AIM OF THE TASK.
Can you write out the items below from the line containing "of the street" up to and including the line containing "<point>754,147</point>", keeping the requests and shifting every coordinate in the answers by adding -123?

# START OF DATASET ROWS

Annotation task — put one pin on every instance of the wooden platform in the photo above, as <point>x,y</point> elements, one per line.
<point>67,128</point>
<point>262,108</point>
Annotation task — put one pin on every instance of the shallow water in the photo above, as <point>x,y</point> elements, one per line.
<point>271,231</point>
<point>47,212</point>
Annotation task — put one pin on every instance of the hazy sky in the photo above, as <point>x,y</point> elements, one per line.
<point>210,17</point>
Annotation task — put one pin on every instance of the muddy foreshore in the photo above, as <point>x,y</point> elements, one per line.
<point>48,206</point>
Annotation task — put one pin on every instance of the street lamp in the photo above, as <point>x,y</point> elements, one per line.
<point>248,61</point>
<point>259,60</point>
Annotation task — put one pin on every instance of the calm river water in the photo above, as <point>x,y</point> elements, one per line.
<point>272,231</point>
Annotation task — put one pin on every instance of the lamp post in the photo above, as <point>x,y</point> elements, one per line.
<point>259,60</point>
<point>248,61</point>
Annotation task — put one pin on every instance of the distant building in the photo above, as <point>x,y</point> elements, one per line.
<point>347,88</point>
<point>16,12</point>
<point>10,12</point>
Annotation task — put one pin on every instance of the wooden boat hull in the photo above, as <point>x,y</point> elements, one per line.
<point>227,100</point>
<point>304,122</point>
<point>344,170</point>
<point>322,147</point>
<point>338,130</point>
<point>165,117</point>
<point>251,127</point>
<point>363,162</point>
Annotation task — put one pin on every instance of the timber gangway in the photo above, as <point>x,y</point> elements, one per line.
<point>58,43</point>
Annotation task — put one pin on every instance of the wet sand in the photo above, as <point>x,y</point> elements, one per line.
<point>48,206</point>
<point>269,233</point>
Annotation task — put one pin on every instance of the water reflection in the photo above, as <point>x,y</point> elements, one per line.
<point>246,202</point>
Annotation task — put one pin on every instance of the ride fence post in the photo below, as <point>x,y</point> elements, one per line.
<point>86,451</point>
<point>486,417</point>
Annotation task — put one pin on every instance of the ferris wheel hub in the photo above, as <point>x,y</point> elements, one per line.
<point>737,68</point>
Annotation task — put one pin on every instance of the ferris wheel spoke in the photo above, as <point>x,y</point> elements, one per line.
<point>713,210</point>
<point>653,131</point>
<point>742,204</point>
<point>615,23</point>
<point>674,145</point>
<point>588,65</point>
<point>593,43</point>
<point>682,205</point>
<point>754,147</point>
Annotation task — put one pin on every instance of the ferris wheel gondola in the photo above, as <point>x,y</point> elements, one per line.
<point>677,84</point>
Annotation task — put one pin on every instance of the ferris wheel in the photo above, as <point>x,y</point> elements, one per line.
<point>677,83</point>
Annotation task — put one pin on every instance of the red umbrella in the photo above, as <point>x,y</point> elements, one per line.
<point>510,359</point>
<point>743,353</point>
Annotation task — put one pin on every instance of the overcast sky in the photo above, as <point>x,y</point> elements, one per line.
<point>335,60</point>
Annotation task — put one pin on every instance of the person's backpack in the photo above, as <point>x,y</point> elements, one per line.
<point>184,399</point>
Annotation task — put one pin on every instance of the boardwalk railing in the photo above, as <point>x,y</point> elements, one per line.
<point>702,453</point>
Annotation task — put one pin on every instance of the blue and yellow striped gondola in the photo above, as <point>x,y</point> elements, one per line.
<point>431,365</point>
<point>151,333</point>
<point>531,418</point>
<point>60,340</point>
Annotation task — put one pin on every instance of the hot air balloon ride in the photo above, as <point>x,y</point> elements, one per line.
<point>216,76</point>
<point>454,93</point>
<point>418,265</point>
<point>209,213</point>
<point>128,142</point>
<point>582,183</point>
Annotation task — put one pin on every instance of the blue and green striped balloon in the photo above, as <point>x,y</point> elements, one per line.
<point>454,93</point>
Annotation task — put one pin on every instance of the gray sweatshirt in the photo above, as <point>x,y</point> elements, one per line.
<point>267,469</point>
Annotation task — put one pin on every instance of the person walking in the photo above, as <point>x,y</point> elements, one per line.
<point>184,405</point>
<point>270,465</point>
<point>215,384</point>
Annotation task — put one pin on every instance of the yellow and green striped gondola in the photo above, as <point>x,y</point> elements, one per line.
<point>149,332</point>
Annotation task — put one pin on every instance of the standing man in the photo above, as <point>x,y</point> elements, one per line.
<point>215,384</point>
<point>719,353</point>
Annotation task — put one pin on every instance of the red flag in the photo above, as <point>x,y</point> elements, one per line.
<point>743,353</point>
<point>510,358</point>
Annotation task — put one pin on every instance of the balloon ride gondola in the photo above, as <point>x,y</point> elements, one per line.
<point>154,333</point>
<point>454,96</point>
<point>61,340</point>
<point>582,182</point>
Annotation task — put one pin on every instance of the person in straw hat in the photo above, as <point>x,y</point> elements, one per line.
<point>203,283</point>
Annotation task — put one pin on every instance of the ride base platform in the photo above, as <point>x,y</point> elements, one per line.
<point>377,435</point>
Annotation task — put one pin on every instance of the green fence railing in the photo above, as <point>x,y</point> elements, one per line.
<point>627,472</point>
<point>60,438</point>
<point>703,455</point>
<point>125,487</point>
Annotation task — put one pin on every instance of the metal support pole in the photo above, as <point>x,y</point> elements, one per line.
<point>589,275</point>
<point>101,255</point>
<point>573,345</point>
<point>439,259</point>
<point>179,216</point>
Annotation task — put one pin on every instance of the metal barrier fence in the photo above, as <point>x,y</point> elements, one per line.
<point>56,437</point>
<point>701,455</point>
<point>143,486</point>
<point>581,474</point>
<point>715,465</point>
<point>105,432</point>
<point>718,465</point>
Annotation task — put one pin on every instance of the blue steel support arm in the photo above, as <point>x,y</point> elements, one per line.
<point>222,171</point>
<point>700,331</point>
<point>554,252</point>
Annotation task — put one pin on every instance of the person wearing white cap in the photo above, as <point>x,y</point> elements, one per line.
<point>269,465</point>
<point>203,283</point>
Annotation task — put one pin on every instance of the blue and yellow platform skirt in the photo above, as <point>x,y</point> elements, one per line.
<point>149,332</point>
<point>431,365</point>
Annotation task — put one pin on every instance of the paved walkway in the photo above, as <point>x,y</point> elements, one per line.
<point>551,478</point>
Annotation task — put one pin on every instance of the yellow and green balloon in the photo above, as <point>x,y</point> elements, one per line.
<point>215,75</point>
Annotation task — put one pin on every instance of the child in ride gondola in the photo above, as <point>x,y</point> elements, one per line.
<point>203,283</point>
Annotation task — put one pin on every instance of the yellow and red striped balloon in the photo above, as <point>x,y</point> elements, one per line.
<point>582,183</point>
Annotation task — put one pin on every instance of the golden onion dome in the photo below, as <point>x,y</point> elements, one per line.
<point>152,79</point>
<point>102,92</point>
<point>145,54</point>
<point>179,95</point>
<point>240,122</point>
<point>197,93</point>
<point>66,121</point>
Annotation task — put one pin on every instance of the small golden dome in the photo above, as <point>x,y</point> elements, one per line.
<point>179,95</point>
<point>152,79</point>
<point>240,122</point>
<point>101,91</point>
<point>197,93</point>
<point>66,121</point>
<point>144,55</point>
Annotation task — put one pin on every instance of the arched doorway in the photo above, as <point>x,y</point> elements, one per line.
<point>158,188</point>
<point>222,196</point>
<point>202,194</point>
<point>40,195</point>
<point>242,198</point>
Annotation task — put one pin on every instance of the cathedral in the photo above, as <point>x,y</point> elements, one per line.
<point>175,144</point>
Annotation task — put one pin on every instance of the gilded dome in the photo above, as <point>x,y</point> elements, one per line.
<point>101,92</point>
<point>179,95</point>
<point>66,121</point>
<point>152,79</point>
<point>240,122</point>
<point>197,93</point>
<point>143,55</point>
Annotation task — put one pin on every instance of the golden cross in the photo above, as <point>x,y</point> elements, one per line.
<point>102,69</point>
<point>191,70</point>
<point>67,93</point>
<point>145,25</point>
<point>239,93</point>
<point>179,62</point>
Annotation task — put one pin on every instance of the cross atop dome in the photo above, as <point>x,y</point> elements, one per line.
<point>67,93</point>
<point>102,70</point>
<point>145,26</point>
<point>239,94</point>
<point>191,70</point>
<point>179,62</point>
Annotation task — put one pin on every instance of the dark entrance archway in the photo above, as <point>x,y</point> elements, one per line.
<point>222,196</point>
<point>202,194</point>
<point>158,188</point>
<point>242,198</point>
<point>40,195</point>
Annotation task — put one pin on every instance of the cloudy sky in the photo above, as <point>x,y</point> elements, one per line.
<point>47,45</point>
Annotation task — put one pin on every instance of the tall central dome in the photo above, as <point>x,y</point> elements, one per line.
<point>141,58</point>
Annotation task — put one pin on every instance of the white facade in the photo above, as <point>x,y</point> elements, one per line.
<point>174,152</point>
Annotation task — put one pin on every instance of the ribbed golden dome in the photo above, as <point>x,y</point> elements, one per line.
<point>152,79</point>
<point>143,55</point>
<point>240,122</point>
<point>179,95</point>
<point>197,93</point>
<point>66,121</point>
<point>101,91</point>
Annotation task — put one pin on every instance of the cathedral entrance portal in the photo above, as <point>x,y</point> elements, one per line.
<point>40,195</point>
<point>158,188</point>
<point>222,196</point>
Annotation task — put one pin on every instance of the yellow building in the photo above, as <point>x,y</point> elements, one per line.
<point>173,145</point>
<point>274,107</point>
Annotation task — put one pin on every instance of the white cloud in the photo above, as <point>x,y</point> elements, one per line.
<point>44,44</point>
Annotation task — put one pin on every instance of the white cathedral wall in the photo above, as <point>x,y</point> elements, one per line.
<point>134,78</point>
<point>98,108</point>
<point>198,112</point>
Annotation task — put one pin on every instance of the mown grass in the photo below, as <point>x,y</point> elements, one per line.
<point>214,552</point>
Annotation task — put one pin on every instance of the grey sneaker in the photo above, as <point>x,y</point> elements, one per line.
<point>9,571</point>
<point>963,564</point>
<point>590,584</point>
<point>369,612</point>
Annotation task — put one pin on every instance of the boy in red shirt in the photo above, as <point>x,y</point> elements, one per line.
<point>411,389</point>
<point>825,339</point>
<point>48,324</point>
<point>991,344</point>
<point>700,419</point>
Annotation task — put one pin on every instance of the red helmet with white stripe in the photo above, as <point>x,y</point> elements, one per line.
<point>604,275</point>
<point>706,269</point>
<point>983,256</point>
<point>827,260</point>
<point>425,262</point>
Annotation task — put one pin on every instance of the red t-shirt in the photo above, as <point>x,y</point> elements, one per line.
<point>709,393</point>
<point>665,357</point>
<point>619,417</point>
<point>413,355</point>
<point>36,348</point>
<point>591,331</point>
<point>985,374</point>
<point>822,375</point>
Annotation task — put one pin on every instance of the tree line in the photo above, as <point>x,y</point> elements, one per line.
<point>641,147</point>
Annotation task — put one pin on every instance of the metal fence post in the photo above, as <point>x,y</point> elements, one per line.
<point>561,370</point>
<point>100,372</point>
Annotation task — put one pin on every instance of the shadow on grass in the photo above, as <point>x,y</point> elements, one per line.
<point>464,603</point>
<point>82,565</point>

# END OF DATASET ROWS

SOLVED PROBLEM.
Annotation task — put one pin on every instance of the street lamp in the photo above, as <point>x,y</point> elements, one per line.
<point>125,-62</point>
<point>136,-63</point>
Annotation task — put one pin on every instance of the calm river water in the photo above, as <point>x,y</point> elements, one per line.
<point>149,108</point>
Annotation task — put one pin on every instance of the lamp post in the photo above, as <point>x,y</point> elements, one per line.
<point>136,-63</point>
<point>125,-62</point>
Annotation task — put one pin on every instance of the distant building in the photo above, as <point>x,y</point> elements, one per line.
<point>224,-35</point>
<point>-107,-111</point>
<point>-113,-111</point>
Annotation task — put one pin on every instance of the wooden boat hull in the photo above, as <point>x,y</point> elements, one per line.
<point>104,-23</point>
<point>181,-1</point>
<point>221,47</point>
<point>199,24</point>
<point>215,7</point>
<point>42,-6</point>
<point>128,4</point>
<point>240,39</point>
Annotation task — put one pin on every instance of the timber gangway in the photo above, as <point>x,y</point> elements, one per line.
<point>-65,-80</point>
Annotation task — put one pin on every instance of the wet sand in the photo above, as <point>x,y</point> elements, one per line.
<point>-75,83</point>
<point>146,110</point>
Annotation task — put one pin on every instance of the water reflection in the photo above, as <point>x,y</point> elements, one per line.
<point>123,79</point>
Annotation task — put one pin on every instance of the ride fence post in the photo below, as <point>x,y</point> elements, one per line.
<point>-37,328</point>
<point>363,294</point>
Annotation task — put one pin on every instance of the ferris wheel hub in the photo above, as <point>x,y</point> elements, one per line.
<point>614,-55</point>
Annotation task — put one pin on every instance of the ferris wheel spoke in the photo above, as <point>x,y</point> elements, one per line.
<point>590,87</point>
<point>530,8</point>
<point>619,81</point>
<point>492,-100</point>
<point>551,22</point>
<point>465,-58</point>
<point>470,-80</point>
<point>559,82</point>
<point>631,24</point>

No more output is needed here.